## BEGIN

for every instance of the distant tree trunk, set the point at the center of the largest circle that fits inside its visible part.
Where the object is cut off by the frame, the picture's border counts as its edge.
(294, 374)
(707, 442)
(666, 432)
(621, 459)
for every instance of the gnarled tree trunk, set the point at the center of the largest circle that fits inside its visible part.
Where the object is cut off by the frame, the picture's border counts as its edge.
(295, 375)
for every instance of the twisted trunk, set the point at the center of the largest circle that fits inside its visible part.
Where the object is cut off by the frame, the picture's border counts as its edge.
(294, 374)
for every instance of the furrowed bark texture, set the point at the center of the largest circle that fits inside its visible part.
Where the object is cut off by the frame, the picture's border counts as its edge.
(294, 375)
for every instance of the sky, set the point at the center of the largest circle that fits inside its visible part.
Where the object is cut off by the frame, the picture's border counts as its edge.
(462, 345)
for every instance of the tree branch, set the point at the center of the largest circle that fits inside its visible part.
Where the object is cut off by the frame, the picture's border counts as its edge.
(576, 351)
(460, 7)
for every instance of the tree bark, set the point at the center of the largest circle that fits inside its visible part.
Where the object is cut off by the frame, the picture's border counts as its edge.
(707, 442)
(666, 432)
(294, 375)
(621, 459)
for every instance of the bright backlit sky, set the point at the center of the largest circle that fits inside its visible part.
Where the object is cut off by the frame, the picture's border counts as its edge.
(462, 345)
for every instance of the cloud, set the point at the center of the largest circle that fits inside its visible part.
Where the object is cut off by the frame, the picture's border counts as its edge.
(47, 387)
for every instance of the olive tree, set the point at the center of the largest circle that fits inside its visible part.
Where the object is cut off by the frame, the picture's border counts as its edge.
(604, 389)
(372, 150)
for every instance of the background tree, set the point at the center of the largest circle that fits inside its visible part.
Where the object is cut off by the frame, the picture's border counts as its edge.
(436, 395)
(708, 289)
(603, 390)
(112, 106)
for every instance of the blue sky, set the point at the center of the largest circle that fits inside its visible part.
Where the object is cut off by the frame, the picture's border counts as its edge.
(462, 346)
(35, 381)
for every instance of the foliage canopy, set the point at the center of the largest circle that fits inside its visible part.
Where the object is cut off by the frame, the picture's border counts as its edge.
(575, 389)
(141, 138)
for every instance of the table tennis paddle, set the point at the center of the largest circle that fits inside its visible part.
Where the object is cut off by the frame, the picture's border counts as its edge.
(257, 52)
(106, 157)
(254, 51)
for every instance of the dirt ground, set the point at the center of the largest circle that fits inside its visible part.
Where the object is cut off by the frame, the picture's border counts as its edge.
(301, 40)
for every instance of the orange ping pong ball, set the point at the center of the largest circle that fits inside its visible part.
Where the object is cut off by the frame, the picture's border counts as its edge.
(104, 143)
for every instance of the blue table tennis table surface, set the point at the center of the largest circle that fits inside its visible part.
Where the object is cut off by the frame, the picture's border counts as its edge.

## END

■ STATED PROBLEM
Can you put each line of the material above into a Markdown table with the columns "Row" and "Text," numbering the rows in order and leaving out blank lines?

■ EXERCISE ANSWER
| Row | Text |
|---|---|
| 1 | for every instance of the distant tree trunk, set the point at the center of the largest circle that fits inside its visible part. |
| 2 | Where the object is cut off by the frame, the picture's border counts as its edge. |
| 3 | (294, 374) |
| 4 | (707, 442) |
| 5 | (666, 432) |
| 6 | (621, 459) |
| 7 | for every instance of the gnarled tree trunk, set the point at the center of the largest circle that fits inside its visible part. |
| 8 | Where the object is cut off by the frame, the picture's border counts as its edge. |
| 9 | (295, 375) |
| 10 | for every instance of the twisted trunk, set the point at the center of the largest circle that fits inside its visible part. |
| 11 | Where the object is cut off by the frame, the picture's border counts as its edge. |
| 12 | (294, 374) |
| 13 | for every instance of the furrowed bark texture, set the point at the center of the largest circle that fits inside its visible part. |
| 14 | Where the object is cut off by the frame, the picture's border counts as its edge. |
| 15 | (294, 375) |
| 16 | for every instance of the sky, set the point at the center of the largest circle that fits inside its visible part. |
| 17 | Where the object is cut off by the frame, the picture's border counts as its edge. |
| 18 | (462, 345) |
| 19 | for every instance of the tree branch, set the point at the center of the largest circle that fits inside its visible part. |
| 20 | Where the object is cut off by the frame, the picture's border counts as its edge. |
| 21 | (576, 351) |
| 22 | (460, 7) |
| 23 | for every instance of the tree bark, set the point at the center of the largest circle that fits inside its visible part. |
| 24 | Where the object is cut off by the frame, the picture's border counts as its edge. |
| 25 | (707, 442) |
| 26 | (666, 432) |
| 27 | (294, 375) |
| 28 | (621, 459) |
| 29 | for every instance of the bright backlit sky, set the point at the center of the largest circle that fits inside its visible part. |
| 30 | Where the object is cut off by the frame, the picture's border counts as its edge. |
| 31 | (462, 345) |
| 32 | for every instance of the cloud, set the point at the center of the largest circle that fits inside its visible part. |
| 33 | Where the object is cut off by the frame, the picture's border counts as its edge. |
| 34 | (47, 387) |
| 35 | for every instance of the olive tree, set the point at the center of the largest circle that fits inside its visible part. |
| 36 | Where the object is cut off by the frame, the picture's border counts as its edge. |
| 37 | (604, 389) |
| 38 | (372, 150) |
| 39 | for every instance of the background tree, set the point at the center of the largest circle that fits inside its visible part. |
| 40 | Where the object is cut off by the frame, the picture's border counts as its edge. |
| 41 | (436, 395) |
| 42 | (708, 289) |
| 43 | (603, 390) |
| 44 | (112, 106) |
| 45 | for every instance of the blue sky, set the point at the center of the largest circle that fits inside its visible part. |
| 46 | Where the object is cut off by the frame, the picture's border counts as its edge. |
| 47 | (462, 346) |
| 48 | (35, 381) |
| 49 | for every instance of the foliage canopy, set the point at the center of the largest circle that fits inside its visible part. |
| 50 | Where the object is cut off by the frame, the picture's border counts as its edge. |
| 51 | (575, 389) |
| 52 | (141, 138) |
| 53 | for every instance of the table tennis paddle, set the point at the center of the largest circle that fits inside its visible part. |
| 54 | Where the object is cut off by the frame, the picture's border counts as its edge. |
| 55 | (257, 52) |
| 56 | (106, 157) |
| 57 | (254, 51) |
| 58 | for every instance of the dirt ground, set the point at the center of the largest circle that fits inside its visible part. |
| 59 | Where the object is cut off by the frame, the picture's border counts as its edge. |
| 60 | (301, 40) |
| 61 | for every instance of the orange ping pong ball, set the point at the center of the largest circle that fits inside its visible part. |
| 62 | Where the object is cut off by the frame, the picture's border counts as its edge. |
| 63 | (104, 143) |
| 64 | for every instance of the blue table tennis table surface, set the point at the center of the largest circle that fits inside its visible part. |
| 65 | Where the object is cut off by the frame, the picture's border counts as its edge. |